### [Problem statement]
Find and copy each line of the records that contains the string "wooden". Case counts.

### [Data provided]
** START **
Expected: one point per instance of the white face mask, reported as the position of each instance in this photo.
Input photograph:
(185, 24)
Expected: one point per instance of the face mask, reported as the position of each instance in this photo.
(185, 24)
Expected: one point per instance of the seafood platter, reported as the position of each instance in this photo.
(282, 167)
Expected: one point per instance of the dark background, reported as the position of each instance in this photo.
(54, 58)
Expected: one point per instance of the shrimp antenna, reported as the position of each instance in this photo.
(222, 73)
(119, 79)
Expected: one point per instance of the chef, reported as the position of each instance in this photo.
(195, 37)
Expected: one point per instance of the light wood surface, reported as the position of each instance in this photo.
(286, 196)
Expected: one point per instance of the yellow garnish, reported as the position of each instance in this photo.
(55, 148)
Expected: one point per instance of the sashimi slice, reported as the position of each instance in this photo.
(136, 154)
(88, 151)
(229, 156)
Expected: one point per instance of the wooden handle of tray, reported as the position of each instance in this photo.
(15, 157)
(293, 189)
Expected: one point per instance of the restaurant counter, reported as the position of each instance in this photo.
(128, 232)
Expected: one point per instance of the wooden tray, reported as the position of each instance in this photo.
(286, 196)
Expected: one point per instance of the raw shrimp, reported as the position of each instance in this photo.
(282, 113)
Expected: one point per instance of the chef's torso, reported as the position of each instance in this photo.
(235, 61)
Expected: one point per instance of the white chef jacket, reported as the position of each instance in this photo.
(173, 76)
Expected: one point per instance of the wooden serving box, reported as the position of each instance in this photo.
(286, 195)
** END **
** START **
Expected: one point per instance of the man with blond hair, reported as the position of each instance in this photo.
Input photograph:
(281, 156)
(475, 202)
** END **
### [Result below]
Expected: one point per instance of the wooden handle of tray, reported as the position of each instance in this photo.
Expected: one point per instance of the wooden tray, reported as the position of each instance in this photo.
Expected: one point per instance of the wooden serving box, reported as the position of each instance in this photo.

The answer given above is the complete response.